Reproduce the following lines word for word.

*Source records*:
....................

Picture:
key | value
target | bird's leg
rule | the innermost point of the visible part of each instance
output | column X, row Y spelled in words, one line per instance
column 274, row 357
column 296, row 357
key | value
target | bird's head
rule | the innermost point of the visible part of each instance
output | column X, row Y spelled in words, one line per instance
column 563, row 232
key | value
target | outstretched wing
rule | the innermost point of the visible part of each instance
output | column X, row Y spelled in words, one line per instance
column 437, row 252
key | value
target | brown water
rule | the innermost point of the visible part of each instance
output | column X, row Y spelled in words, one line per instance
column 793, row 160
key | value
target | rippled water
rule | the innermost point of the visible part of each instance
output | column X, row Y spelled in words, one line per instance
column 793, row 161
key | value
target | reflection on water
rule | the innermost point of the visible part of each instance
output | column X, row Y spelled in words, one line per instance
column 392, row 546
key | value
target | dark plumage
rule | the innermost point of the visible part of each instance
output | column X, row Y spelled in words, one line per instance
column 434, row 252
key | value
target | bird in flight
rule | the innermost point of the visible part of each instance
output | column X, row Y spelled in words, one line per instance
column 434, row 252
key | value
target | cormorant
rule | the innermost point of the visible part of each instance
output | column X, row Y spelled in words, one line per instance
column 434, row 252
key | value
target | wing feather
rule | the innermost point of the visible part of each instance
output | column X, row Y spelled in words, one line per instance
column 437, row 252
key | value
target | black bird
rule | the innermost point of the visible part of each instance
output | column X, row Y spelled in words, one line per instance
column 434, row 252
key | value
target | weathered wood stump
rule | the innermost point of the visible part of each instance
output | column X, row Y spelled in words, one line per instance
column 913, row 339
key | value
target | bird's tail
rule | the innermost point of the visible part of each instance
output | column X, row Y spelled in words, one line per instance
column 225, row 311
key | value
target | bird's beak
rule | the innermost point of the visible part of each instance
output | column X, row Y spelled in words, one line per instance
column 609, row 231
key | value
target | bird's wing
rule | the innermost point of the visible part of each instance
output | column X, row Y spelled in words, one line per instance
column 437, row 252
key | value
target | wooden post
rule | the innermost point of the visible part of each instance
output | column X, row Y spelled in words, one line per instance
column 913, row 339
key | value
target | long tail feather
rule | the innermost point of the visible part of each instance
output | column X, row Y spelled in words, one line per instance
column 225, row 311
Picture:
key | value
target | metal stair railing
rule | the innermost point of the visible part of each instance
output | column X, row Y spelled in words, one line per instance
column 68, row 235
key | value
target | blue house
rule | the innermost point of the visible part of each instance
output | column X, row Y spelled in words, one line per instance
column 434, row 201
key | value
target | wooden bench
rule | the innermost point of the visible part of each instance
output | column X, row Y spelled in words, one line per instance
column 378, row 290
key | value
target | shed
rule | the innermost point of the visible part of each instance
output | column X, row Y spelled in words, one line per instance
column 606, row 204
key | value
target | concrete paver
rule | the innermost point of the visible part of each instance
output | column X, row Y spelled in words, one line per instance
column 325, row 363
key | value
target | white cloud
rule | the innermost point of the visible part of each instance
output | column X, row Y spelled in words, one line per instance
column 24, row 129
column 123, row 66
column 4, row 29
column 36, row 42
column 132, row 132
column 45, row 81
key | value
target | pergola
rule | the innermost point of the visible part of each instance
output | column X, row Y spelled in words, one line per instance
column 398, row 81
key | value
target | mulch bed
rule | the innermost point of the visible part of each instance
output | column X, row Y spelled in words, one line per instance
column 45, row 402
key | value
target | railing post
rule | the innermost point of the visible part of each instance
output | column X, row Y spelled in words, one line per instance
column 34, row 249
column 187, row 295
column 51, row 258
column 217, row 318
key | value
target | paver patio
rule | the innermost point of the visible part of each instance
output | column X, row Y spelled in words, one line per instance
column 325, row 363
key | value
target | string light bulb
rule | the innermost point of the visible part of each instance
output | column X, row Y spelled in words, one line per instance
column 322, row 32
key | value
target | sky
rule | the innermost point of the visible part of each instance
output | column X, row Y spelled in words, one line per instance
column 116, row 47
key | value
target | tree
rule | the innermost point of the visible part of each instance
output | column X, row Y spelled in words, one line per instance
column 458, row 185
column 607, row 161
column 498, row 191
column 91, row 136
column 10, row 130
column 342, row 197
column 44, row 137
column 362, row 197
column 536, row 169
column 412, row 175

....................

*The response*:
Picture:
key | value
target | bird's leg
rule | the innermost point of the visible part of each instance
output | column X, row Y spelled in words, one line per instance
column 274, row 357
column 296, row 357
key | value
target | bird's head
rule | the innermost point of the visible part of each instance
output | column X, row Y spelled in words, one line per instance
column 563, row 232
key | value
target | outstretched wing
rule | the innermost point of the visible part of each instance
output | column X, row Y spelled in words, one line per instance
column 437, row 252
key | value
target | brown water
rule | the innermost point of the visible part of each instance
output | column X, row Y spelled in words, one line per instance
column 793, row 160
key | value
target | rippled water
rule | the innermost point of the visible part of each instance
output | column X, row Y spelled in words, one line per instance
column 793, row 161
key | value
target | reflection on water
rule | the innermost point of the visible part of each instance
output | column X, row Y spelled in words, one line per instance
column 392, row 546
key | value
target | dark plumage
rule | the innermost point of the visible part of each instance
output | column X, row Y spelled in words, one line per instance
column 434, row 252
key | value
target | bird in flight
rule | the innermost point of the visible part of each instance
output | column X, row Y spelled in words, one line per instance
column 434, row 252
key | value
target | cormorant
rule | the innermost point of the visible part of each instance
output | column X, row Y spelled in words, one line per instance
column 434, row 252
key | value
target | wing feather
rule | the innermost point of the visible part of each instance
output | column X, row Y spelled in words, one line per instance
column 437, row 252
key | value
target | black bird
rule | the innermost point of the visible part of each instance
output | column X, row Y spelled in words, one line per instance
column 434, row 252
key | value
target | weathered wood stump
rule | the innermost point of the visible part of each instance
output | column X, row Y spelled in words, one line per instance
column 913, row 339
key | value
target | bird's tail
rule | the innermost point of the visible part of each instance
output | column X, row Y spelled in words, one line per instance
column 225, row 311
key | value
target | bird's beak
rule | the innermost point of the visible part of each instance
output | column X, row Y spelled in words, one line per instance
column 609, row 231
key | value
target | bird's wing
rule | the innermost point of the visible part of each instance
output | column X, row Y spelled in words, one line per instance
column 437, row 252
key | value
target | wooden post
rule | the innermost point of the visible part of each instance
output | column X, row Y spelled in words, one line per instance
column 913, row 339
key | value
target | long tail feather
rule | the innermost point of the visible part of each instance
output | column X, row Y spelled in words, one line per instance
column 225, row 311
Picture:
key | value
target | metal stair railing
rule | the innermost point of the visible part of each instance
output | column X, row Y spelled in words, one line per instance
column 68, row 235
key | value
target | blue house
rule | the innermost point of the visible part of each instance
output | column X, row Y spelled in words, one line per instance
column 434, row 201
key | value
target | wooden bench
rule | the innermost point of the visible part of each instance
output | column X, row Y spelled in words, one line per instance
column 378, row 290
key | value
target | shed
rule | the innermost point of the visible part of each instance
output | column X, row Y spelled in words, one line per instance
column 606, row 204
key | value
target | concrete paver
rule | the innermost point of the visible part of each instance
output | column X, row Y spelled in words, one line per instance
column 325, row 363
key | value
target | white cloud
rule | the innermost point of the visible part of each instance
output | column X, row Y spelled in words, one line per instance
column 24, row 129
column 123, row 66
column 4, row 29
column 36, row 42
column 132, row 132
column 45, row 81
key | value
target | pergola
rule | the innermost point of the visible part of each instance
output | column X, row Y spelled in words, one line per instance
column 398, row 81
key | value
target | mulch bed
rule | the innermost point of the visible part of each instance
output | column X, row Y spelled in words, one line per instance
column 45, row 402
key | value
target | railing post
rule | the innermost point of the visible part of each instance
output | column X, row Y spelled in words, one line per instance
column 34, row 249
column 187, row 295
column 51, row 258
column 217, row 318
key | value
target | paver patio
rule | the innermost point of the visible part of each instance
output | column X, row Y spelled in words, one line per instance
column 325, row 363
key | value
target | string light bulb
rule | the innermost point of the visible part of each instance
output | column X, row Y spelled in words, one line per instance
column 322, row 32
key | value
target | sky
rule | the innermost point of the visible part of each instance
output | column X, row Y spelled in words, one line per instance
column 116, row 47
key | value
target | tree
rule | the innermost point of the visible part of each instance
output | column X, row Y spelled in words, one line per instance
column 458, row 185
column 607, row 161
column 498, row 191
column 91, row 136
column 10, row 130
column 342, row 197
column 44, row 137
column 362, row 197
column 536, row 169
column 412, row 175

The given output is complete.